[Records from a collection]
────────────────────
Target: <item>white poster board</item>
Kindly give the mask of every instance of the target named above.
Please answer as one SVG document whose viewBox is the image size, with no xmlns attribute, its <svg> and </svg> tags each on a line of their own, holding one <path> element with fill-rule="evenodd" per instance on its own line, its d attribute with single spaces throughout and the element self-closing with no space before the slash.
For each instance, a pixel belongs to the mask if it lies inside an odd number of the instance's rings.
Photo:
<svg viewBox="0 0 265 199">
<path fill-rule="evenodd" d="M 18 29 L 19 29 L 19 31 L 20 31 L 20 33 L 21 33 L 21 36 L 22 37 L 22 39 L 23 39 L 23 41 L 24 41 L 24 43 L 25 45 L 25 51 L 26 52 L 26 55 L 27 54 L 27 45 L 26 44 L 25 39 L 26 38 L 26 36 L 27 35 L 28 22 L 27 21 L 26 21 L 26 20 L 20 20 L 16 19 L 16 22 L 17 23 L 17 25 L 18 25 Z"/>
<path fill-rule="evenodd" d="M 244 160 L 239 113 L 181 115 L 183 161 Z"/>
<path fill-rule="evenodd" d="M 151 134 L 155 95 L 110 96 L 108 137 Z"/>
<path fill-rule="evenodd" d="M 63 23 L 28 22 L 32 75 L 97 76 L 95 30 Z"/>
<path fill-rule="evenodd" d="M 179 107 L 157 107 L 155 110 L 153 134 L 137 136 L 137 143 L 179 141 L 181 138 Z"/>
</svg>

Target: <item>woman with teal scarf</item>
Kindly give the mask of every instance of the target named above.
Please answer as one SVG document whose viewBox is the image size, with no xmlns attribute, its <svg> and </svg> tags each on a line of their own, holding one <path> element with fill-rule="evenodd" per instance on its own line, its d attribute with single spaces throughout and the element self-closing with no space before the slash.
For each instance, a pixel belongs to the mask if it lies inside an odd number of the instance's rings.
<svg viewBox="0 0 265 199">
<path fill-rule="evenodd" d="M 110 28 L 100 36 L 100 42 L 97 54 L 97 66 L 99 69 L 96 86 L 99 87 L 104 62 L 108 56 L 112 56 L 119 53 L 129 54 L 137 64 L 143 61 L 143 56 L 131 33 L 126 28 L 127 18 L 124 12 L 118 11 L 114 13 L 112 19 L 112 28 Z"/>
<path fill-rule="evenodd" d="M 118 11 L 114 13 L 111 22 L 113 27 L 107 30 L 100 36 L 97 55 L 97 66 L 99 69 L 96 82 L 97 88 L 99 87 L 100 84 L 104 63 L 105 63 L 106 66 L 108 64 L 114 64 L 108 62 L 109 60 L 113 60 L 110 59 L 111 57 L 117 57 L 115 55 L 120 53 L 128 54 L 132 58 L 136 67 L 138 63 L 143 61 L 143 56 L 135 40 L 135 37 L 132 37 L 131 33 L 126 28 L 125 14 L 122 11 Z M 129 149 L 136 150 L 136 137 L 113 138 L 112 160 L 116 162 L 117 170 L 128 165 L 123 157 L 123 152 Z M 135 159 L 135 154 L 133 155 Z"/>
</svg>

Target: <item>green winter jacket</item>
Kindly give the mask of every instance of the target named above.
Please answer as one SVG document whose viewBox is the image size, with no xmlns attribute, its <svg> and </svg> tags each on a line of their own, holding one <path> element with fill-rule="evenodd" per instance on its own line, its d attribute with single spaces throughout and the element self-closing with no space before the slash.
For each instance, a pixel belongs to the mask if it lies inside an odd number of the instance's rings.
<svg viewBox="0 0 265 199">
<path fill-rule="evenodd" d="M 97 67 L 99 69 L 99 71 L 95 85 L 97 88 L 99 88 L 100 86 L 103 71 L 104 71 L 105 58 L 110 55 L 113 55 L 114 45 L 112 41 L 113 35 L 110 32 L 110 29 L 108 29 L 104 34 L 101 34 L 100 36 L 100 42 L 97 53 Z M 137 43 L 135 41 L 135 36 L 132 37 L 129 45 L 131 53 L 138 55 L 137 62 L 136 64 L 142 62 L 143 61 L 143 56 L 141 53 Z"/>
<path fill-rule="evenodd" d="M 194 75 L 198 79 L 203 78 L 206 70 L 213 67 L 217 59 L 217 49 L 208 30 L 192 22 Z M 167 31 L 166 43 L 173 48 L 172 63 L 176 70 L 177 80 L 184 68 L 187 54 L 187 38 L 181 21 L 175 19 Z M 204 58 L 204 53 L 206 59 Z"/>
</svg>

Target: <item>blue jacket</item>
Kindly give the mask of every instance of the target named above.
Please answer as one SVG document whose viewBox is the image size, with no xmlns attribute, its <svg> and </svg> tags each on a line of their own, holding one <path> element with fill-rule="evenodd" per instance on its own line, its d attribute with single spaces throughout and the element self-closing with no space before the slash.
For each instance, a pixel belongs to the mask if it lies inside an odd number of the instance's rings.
────────────────────
**WHAT IS BEING ASKED**. Reproduce the lines of the material verbatim, from the line containing "Target: <item>blue jacket</item>" through the last line of the material.

**EXERCISE RESPONSE**.
Target: <item>blue jacket</item>
Kindly give the mask of every instance of the target named above.
Please answer as one SVG document whose viewBox is the image size, with no xmlns attribute, its <svg> and </svg> tags each on a line of their own, holding one <path> element with fill-rule="evenodd" per instance on its own line, its d attribute with single spaces throughout and the element self-closing with no space before the slash.
For each instance, a pixel belongs to the mask if it lies inside an odd number of the instance's rings.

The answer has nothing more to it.